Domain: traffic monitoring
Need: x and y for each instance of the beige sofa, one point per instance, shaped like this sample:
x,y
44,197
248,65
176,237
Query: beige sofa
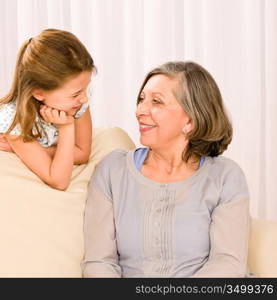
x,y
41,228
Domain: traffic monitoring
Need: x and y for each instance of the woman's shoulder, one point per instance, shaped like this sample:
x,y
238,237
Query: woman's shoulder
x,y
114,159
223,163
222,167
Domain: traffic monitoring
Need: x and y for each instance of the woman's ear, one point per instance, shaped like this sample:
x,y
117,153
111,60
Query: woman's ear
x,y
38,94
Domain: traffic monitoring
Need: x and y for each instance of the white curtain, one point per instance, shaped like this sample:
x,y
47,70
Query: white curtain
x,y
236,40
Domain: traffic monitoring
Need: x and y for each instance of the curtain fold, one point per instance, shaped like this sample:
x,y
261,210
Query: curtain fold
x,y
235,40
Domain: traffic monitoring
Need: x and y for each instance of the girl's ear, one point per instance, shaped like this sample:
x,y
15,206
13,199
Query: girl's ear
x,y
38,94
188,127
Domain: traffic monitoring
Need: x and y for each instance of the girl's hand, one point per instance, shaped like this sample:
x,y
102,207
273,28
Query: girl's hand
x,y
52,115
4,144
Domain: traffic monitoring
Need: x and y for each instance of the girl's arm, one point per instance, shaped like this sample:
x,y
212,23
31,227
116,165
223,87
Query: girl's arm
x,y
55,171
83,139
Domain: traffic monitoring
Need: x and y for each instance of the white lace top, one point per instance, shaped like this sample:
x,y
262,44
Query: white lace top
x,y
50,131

━━━━━━━━━━━━━━━━━━━━

• WHAT YOU ARE ASKED TO DO: Every record above should be written out again exactly; the pictures stay out of the copy.

• SOLUTION FOR THIS EXERCISE:
Domain: traffic monitoring
Need: x and y for each instance of the beige sofa, one point per instance, shaped like this sample:
x,y
44,197
248,65
176,237
Query: beige sofa
x,y
41,228
Domain: traffic monitoring
Need: x and y for each instance of the woman's shoulder, one point per instance, shaped like this sample:
x,y
238,237
Query: woman's shoulder
x,y
114,159
223,163
222,167
Domain: traffic monitoring
Need: x and y for each instance of the woman's ear, one point per instance, shaped like this sample:
x,y
117,153
111,60
Query: woman's ear
x,y
38,94
Domain: traffic monitoring
Need: x and y for each instance of the white curtain, one point per instance, shaped like this sample:
x,y
47,70
Query: white curtain
x,y
236,40
Domain: traffic monitoring
Need: x and y for each instance of the curtain fold, one point per instance, shaped like this sample:
x,y
261,210
Query: curtain fold
x,y
235,40
Domain: traffic monitoring
Need: x and y for each instance of the girl's ear, one point per instance, shaped like this sample:
x,y
15,206
13,199
Query: girl's ear
x,y
38,94
188,127
Domain: traffic monitoring
Need: x and y for each instance of the girl's hand, one point per instance, shaped like this sample:
x,y
102,207
273,28
Query: girl's hand
x,y
52,115
4,144
Domain: traffic monitoring
Need: x and y for each instance of the girl's arm, one point per instance, shaped like this sample:
x,y
212,23
31,227
116,165
223,87
Query: girl's arm
x,y
55,171
83,139
Domain: traffic monitoring
Need: x and y for each instance of the white lace top, one point per instance, shaped like this sample:
x,y
262,44
Query: white lace top
x,y
50,131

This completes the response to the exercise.